• [Exercise] Please reproduce all the items below, replacing "top-left corner" with "upper-left corner" and leaving everything else unchanged. Omit the pictures from your answer.

• [Boundary labeling items]
--------------------------------------------------

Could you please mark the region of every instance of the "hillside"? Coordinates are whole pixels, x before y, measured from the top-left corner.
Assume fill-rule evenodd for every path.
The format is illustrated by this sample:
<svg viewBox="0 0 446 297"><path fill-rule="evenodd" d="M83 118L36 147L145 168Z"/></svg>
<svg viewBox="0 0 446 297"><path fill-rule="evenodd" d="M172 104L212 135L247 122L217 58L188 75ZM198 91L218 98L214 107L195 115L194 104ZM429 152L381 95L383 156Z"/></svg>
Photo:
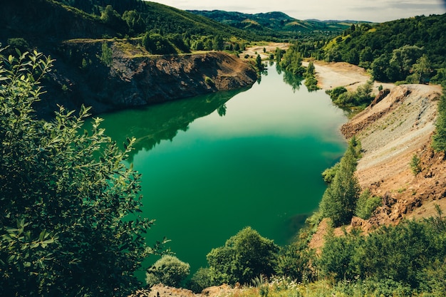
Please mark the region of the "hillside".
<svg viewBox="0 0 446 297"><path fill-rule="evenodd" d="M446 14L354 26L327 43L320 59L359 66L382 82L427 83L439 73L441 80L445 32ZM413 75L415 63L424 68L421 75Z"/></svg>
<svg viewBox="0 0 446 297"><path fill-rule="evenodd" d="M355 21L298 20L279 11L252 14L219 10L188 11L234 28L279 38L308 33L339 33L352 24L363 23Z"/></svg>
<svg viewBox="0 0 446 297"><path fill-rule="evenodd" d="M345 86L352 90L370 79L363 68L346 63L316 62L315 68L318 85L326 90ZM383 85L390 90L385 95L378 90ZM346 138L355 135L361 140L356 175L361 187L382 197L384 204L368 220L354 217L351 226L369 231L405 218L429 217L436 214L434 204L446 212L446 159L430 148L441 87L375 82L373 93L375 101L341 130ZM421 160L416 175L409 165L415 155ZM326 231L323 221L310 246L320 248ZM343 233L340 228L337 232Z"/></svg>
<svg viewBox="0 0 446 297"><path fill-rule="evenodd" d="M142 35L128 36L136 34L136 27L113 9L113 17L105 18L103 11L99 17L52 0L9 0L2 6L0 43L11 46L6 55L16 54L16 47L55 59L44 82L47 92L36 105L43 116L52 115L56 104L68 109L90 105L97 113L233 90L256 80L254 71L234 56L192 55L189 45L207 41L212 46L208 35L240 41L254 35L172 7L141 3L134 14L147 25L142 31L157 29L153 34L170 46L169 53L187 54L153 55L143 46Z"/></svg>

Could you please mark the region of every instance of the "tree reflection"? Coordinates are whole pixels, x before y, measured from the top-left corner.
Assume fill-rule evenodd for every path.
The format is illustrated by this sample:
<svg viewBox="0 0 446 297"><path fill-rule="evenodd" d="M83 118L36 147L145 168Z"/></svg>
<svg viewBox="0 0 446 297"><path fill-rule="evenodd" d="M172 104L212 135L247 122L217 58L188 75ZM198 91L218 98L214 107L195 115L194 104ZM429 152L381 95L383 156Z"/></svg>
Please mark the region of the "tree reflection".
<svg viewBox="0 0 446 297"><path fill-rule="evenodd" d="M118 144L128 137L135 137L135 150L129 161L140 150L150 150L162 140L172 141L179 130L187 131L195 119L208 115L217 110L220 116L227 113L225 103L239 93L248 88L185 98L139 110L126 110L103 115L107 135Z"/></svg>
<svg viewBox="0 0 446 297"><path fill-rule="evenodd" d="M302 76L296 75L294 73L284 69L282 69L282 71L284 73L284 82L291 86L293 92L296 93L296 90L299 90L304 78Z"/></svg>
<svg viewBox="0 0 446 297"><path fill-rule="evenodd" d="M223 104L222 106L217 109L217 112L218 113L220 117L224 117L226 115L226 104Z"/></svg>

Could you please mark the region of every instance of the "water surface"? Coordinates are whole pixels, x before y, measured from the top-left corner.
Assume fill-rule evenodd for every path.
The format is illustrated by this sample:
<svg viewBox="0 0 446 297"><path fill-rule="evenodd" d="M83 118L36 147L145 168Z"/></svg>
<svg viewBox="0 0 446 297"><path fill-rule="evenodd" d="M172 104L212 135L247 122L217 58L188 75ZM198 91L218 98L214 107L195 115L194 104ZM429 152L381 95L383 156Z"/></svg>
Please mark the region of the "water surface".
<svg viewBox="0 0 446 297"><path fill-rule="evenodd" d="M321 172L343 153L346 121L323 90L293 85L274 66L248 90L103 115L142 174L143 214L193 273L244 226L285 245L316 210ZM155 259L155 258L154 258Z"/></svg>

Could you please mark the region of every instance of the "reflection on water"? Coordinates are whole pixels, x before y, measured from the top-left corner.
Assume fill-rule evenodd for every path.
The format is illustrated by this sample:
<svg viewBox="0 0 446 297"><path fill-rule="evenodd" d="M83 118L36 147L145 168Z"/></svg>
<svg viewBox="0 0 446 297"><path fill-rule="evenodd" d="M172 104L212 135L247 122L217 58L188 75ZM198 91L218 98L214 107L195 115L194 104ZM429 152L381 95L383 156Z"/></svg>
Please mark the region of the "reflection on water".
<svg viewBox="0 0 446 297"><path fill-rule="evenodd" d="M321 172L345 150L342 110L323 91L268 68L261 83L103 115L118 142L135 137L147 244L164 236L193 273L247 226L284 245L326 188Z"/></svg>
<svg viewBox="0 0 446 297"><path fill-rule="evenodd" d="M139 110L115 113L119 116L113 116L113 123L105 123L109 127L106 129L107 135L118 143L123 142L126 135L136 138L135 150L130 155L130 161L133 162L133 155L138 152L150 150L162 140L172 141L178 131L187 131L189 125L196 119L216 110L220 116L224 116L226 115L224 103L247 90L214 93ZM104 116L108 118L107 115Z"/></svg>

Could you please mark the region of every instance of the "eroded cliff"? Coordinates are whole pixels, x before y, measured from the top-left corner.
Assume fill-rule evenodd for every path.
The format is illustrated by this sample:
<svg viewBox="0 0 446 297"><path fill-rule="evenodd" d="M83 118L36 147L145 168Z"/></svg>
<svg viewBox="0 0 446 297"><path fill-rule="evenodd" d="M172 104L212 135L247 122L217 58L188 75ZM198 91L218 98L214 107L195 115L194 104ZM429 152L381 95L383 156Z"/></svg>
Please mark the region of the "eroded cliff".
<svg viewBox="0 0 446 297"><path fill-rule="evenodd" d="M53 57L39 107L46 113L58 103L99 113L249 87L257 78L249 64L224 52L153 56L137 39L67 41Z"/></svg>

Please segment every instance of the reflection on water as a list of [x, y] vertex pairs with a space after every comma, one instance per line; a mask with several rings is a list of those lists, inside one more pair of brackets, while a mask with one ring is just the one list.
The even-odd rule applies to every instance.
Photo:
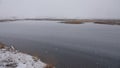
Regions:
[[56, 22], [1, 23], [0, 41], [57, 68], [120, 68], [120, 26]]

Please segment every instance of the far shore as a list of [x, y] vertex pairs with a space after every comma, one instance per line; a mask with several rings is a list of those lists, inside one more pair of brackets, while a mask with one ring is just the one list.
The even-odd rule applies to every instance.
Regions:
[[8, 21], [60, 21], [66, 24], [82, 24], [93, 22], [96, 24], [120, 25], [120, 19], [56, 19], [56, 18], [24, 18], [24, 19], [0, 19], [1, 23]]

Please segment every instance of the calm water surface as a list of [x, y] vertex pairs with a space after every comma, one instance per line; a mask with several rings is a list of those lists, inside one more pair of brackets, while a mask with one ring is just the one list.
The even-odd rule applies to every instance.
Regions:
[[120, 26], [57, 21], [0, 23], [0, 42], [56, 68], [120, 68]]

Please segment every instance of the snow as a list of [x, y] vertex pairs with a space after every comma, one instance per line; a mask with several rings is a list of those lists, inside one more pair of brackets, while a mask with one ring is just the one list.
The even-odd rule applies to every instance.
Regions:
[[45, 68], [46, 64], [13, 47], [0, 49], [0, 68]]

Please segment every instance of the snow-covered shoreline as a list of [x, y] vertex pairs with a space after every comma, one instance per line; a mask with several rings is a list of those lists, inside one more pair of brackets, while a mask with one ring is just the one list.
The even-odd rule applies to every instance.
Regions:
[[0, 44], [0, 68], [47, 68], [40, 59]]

--------------------------------------------------

• [Reply]
Could you please mark the region of every instance of the "hillside"? Coordinates are whole pixels, x before y, measured from the upper-left corner.
Assume fill-rule evenodd for every path.
The format is illustrated by this sample:
<svg viewBox="0 0 446 297"><path fill-rule="evenodd" d="M83 118L36 147L145 168Z"/></svg>
<svg viewBox="0 0 446 297"><path fill-rule="evenodd" d="M172 104L212 135L247 122L217 58L188 75ZM198 91L218 98L214 107L195 115L194 104ZM429 152L381 95L383 156Z"/></svg>
Photo:
Please mark the region of the "hillside".
<svg viewBox="0 0 446 297"><path fill-rule="evenodd" d="M446 14L354 26L327 43L320 59L359 66L382 82L427 83L439 73L441 80L445 32ZM413 75L415 63L424 68L421 75Z"/></svg>
<svg viewBox="0 0 446 297"><path fill-rule="evenodd" d="M355 21L298 20L279 11L252 14L219 10L188 11L234 28L279 38L308 33L339 33L352 24L363 23Z"/></svg>
<svg viewBox="0 0 446 297"><path fill-rule="evenodd" d="M345 86L352 90L370 79L363 68L346 63L316 62L315 68L318 85L326 90ZM383 85L390 90L385 95L378 90ZM346 138L355 135L361 140L356 175L361 187L382 197L384 204L368 220L354 217L351 226L369 231L405 218L429 217L436 214L434 204L446 212L446 159L430 148L441 87L375 82L373 93L375 101L341 130ZM421 160L416 175L409 165L415 155ZM326 231L323 221L310 246L320 248ZM343 233L340 228L337 232Z"/></svg>
<svg viewBox="0 0 446 297"><path fill-rule="evenodd" d="M142 35L128 36L136 34L136 27L113 9L113 17L105 18L103 11L99 17L52 0L9 0L2 6L0 43L11 46L6 55L16 54L16 47L55 59L44 82L47 92L36 105L43 116L52 115L56 104L68 109L90 105L97 113L233 90L256 80L254 71L234 56L192 55L189 45L207 41L212 46L208 35L240 41L254 35L172 7L141 3L134 14L147 25L142 31L157 29L153 34L170 46L169 53L187 54L153 55L143 46Z"/></svg>

Could you please mark the region of every instance of the "tree reflection"? Coordinates are whole pixels, x before y, measured from the upper-left corner.
Assume fill-rule evenodd for every path.
The format is illustrated by this sample:
<svg viewBox="0 0 446 297"><path fill-rule="evenodd" d="M83 118L36 147L145 168Z"/></svg>
<svg viewBox="0 0 446 297"><path fill-rule="evenodd" d="M172 104L212 135L247 122L217 58L188 75ZM198 91L218 98L214 107L195 115L194 104ZM429 152L381 95L383 156Z"/></svg>
Please mark the region of the "tree reflection".
<svg viewBox="0 0 446 297"><path fill-rule="evenodd" d="M118 144L128 137L135 137L135 150L129 161L140 150L150 150L162 140L172 141L179 130L187 131L195 119L208 115L217 110L220 116L227 113L225 103L239 93L248 88L185 98L139 110L126 110L103 115L107 135Z"/></svg>
<svg viewBox="0 0 446 297"><path fill-rule="evenodd" d="M302 76L296 75L294 73L284 69L282 69L282 71L284 73L284 82L291 86L293 92L296 93L296 90L299 90L304 78Z"/></svg>
<svg viewBox="0 0 446 297"><path fill-rule="evenodd" d="M223 104L222 106L217 109L217 112L218 113L220 117L224 117L226 115L226 104Z"/></svg>

Could you please mark the region of every instance of the "water surface"? Coordinates are whole pixels, x before y, measured from the upper-left corner.
Assume fill-rule evenodd for every path.
The format is illustrated by this sample:
<svg viewBox="0 0 446 297"><path fill-rule="evenodd" d="M83 118L36 147L145 168Z"/></svg>
<svg viewBox="0 0 446 297"><path fill-rule="evenodd" d="M172 104L212 135L247 122L217 58L188 75ZM198 91L218 98L214 107L195 115L194 104ZM429 152L381 95L383 156Z"/></svg>
Please mark the region of the "water surface".
<svg viewBox="0 0 446 297"><path fill-rule="evenodd" d="M321 172L343 153L346 121L323 90L293 85L274 66L248 90L103 115L142 174L143 214L193 273L244 226L285 245L316 210ZM155 259L155 258L154 258Z"/></svg>

Could you please mark the region of every instance of the "reflection on water"? Coordinates are whole pixels, x before y, measured from the upper-left corner.
Assume fill-rule evenodd for every path.
The format is illustrated by this sample:
<svg viewBox="0 0 446 297"><path fill-rule="evenodd" d="M83 118L36 147L145 168Z"/></svg>
<svg viewBox="0 0 446 297"><path fill-rule="evenodd" d="M172 104L212 135L247 122L217 58L188 75ZM198 91L218 98L214 107L195 115L194 104ZM429 152L381 95L383 156Z"/></svg>
Please mark the region of the "reflection on water".
<svg viewBox="0 0 446 297"><path fill-rule="evenodd" d="M321 172L345 150L342 110L323 91L268 68L261 83L103 115L118 142L135 137L147 244L164 236L193 273L247 226L284 245L326 188Z"/></svg>
<svg viewBox="0 0 446 297"><path fill-rule="evenodd" d="M139 110L115 113L119 116L113 116L113 123L105 123L109 127L106 129L107 135L118 143L123 142L126 135L136 138L135 150L130 155L130 161L133 162L133 155L138 152L150 150L162 140L172 141L178 131L187 131L189 125L196 119L216 110L220 116L224 116L226 115L224 103L247 90L214 93ZM104 116L108 118L107 115Z"/></svg>

Could you please mark the region of every instance of the "eroded cliff"? Coordinates are whole pixels, x before y, measured from the upper-left corner.
Assume fill-rule evenodd for every path.
The format is illustrated by this sample:
<svg viewBox="0 0 446 297"><path fill-rule="evenodd" d="M83 118L36 147L145 168Z"/></svg>
<svg viewBox="0 0 446 297"><path fill-rule="evenodd" d="M172 104L212 135L247 122L217 58L188 75ZM198 91L218 98L214 107L195 115L194 104ZM429 152L381 95L383 156Z"/></svg>
Please mark the region of the "eroded cliff".
<svg viewBox="0 0 446 297"><path fill-rule="evenodd" d="M53 57L39 107L46 113L58 103L99 113L249 87L257 78L249 64L224 52L153 56L137 39L67 41Z"/></svg>

Please segment every instance of the reflection on water as a list of [x, y] vertex pairs with a space after every comma, one instance per line; a mask with several rings is a list of those lists, inside one more pair of brackets, while a mask with one ring is just the one list.
The even-odd rule applies to every instance.
Photo:
Regions:
[[56, 22], [1, 23], [0, 41], [57, 68], [120, 68], [120, 26]]

Please segment every instance of the far shore as a list of [x, y] vertex pairs with a space after every comma, one instance per line; a mask with several rings is a list of those lists, inside one more pair of brackets, while a mask with one ring is just the one list.
The even-odd rule applies to every instance.
Regions:
[[8, 21], [60, 21], [66, 24], [82, 24], [93, 22], [96, 24], [120, 25], [120, 19], [56, 19], [56, 18], [24, 18], [24, 19], [0, 19], [1, 23]]

Please segment every instance of the calm water surface as a list of [x, y] vertex pairs with a space after every comma, one instance per line; a mask with several rings is a list of those lists, inside one more pair of brackets, while a mask with one ring is just the one list.
The even-odd rule applies to every instance.
Regions:
[[120, 26], [57, 21], [0, 23], [0, 42], [56, 68], [120, 68]]

Please segment every instance of the snow as a list of [x, y] vertex pairs with a space after every comma, one instance per line; a mask with several rings is a list of those lists, inside one more pair of brackets, while a mask with one ring is just the one list.
The even-odd rule applies to every instance.
Regions:
[[45, 68], [46, 64], [13, 47], [0, 49], [0, 68]]

Please segment every instance of the snow-covered shoreline as a list of [x, y] vertex pairs with a space after every comma, one instance per line; a mask with several rings is a list of those lists, inside one more pair of brackets, while a mask with one ring is just the one list.
The even-odd rule applies to every instance.
Regions:
[[0, 44], [0, 68], [47, 68], [40, 59]]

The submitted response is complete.